* SELECTION:
____________________

Today, this team represents a nation that has been struck by civil war: a war that has claimed the lives of more than 400,000 people as the bloody fight between government forces, the Islamic State and numerous rebel factions has turned the once peaceful nation into the largest bloodbath in the modern era. This is the story of the Syrian national soccer team, also known as the Eagles, as they fight to qualify for their first appearance in the FIFA World Cup.

The war-torn nation’s soccer team, currently ranked number 114 in the world, according to the FIFA World Rankings, is not letting the conflict get in the way of their path. In fact, this is their motivation: to bring much-needed joy to the people of Syria.

“As a people, we would be so happy [if they qualified],” Majed said. “We would be so proud, as any country who has never been in the World Cup. We would be so proud of our team, and we don’t care how well they’d do in the World Cup, we just care that we got to the World Cup.”

____________________

* CHALLENGE 1:
Answer these questions using the passage about the Syrian national soccer team.
(a) How many lives has the civil war claimed?
(b) What nickname does the team go by?
(c) What is the team's current FIFA World Ranking?
* CHALLENGE 2:
Write out the passage about the Syrian national soccer team word for word. Begin at the words "Today, this team" and stop after "FIFA World Cup.".

* DATA PROVIDED:

____________________

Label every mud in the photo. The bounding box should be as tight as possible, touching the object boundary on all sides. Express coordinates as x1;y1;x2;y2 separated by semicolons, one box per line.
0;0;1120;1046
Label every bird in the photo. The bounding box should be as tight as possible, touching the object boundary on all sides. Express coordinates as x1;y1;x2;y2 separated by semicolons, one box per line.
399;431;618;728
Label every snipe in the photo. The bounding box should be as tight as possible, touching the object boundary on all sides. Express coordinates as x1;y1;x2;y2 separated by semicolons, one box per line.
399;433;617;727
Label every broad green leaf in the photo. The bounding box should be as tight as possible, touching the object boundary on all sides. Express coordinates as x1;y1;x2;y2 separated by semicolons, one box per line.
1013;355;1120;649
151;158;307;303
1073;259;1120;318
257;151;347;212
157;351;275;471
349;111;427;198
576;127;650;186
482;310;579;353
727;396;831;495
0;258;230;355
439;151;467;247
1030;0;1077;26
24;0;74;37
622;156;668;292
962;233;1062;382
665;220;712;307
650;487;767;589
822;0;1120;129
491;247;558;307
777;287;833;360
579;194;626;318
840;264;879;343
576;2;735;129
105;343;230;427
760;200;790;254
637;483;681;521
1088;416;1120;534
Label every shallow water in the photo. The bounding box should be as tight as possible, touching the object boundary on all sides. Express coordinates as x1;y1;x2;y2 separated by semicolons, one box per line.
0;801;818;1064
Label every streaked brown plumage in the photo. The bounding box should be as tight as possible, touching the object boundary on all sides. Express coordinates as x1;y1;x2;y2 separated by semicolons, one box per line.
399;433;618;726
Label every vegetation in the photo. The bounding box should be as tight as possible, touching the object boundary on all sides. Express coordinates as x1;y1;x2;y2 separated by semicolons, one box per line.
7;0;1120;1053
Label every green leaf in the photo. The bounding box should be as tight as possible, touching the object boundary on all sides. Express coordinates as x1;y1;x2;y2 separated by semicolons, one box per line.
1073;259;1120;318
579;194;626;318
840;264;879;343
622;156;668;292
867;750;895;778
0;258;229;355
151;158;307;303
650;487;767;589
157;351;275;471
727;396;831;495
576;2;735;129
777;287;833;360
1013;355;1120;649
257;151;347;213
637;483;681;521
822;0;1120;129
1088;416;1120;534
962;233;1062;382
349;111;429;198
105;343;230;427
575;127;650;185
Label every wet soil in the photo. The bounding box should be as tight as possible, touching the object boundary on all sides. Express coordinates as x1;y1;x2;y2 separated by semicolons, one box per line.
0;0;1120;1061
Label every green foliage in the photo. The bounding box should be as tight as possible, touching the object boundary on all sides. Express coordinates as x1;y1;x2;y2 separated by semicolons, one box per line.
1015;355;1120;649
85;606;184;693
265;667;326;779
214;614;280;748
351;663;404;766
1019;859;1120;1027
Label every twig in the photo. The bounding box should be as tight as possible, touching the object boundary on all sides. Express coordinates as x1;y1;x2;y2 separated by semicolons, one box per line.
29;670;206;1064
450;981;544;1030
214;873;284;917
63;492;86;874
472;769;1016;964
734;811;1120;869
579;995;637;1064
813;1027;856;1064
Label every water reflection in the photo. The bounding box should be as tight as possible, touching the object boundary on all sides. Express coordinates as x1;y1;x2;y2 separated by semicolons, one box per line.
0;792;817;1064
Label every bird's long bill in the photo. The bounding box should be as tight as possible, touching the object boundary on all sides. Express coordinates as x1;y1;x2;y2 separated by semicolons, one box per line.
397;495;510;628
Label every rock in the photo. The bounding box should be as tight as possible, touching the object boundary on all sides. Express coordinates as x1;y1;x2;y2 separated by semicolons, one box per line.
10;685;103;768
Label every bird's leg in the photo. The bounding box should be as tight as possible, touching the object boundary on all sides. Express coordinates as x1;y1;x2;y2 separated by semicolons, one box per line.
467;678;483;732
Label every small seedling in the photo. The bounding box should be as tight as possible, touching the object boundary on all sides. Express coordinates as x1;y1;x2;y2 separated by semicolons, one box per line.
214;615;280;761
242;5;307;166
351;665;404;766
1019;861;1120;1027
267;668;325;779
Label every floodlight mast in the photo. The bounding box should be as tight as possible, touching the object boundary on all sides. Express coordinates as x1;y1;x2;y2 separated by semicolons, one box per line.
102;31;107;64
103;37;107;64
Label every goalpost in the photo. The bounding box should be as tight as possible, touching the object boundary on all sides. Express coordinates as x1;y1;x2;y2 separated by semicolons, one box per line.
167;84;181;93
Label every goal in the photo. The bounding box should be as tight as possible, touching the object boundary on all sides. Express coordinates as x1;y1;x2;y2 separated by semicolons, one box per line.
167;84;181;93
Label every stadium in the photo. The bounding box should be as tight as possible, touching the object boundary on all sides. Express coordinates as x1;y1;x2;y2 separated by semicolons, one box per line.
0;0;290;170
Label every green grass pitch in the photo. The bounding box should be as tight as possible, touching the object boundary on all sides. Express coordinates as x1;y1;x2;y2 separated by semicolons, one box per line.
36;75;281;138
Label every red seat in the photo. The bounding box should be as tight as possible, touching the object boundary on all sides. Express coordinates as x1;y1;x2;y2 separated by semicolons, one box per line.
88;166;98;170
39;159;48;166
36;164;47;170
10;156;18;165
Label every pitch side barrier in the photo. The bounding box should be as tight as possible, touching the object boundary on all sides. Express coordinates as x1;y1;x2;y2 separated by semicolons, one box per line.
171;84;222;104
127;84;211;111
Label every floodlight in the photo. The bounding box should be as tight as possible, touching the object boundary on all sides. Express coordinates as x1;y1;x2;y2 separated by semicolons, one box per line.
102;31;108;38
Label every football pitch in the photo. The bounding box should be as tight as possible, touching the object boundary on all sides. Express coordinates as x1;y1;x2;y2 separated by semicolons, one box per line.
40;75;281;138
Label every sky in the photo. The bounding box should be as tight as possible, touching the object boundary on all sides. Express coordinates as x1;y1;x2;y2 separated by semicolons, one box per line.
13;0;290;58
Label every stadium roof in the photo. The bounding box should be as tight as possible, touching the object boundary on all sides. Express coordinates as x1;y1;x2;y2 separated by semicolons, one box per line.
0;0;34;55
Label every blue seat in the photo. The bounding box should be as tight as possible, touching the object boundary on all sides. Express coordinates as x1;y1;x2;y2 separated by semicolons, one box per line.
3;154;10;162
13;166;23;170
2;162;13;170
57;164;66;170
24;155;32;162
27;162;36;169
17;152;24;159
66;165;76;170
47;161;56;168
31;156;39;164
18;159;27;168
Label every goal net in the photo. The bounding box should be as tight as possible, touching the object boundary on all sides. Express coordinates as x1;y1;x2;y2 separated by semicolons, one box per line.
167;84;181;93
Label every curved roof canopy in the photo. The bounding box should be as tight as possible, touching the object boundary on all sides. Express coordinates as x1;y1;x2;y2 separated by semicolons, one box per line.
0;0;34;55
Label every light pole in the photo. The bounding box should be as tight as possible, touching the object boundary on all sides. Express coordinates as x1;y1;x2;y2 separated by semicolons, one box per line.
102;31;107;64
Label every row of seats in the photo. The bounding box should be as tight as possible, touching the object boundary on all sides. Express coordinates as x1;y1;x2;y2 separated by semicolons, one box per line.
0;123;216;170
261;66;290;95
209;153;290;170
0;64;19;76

____________________

* FULL ANSWER 1:
(a) More than 400,000.
(b) The Eagles.
(c) Number 114.

* FULL ANSWER 2:
Today, this team represents a nation that has been struck by civil war: a war that has claimed the lives of more than 400,000 people as the bloody fight between government forces, the Islamic State and numerous rebel factions has turned the once peaceful nation into the largest bloodbath in the modern era. This is the story of the Syrian national soccer team, also known as the Eagles, as they fight to qualify for their first appearance in the FIFA World Cup.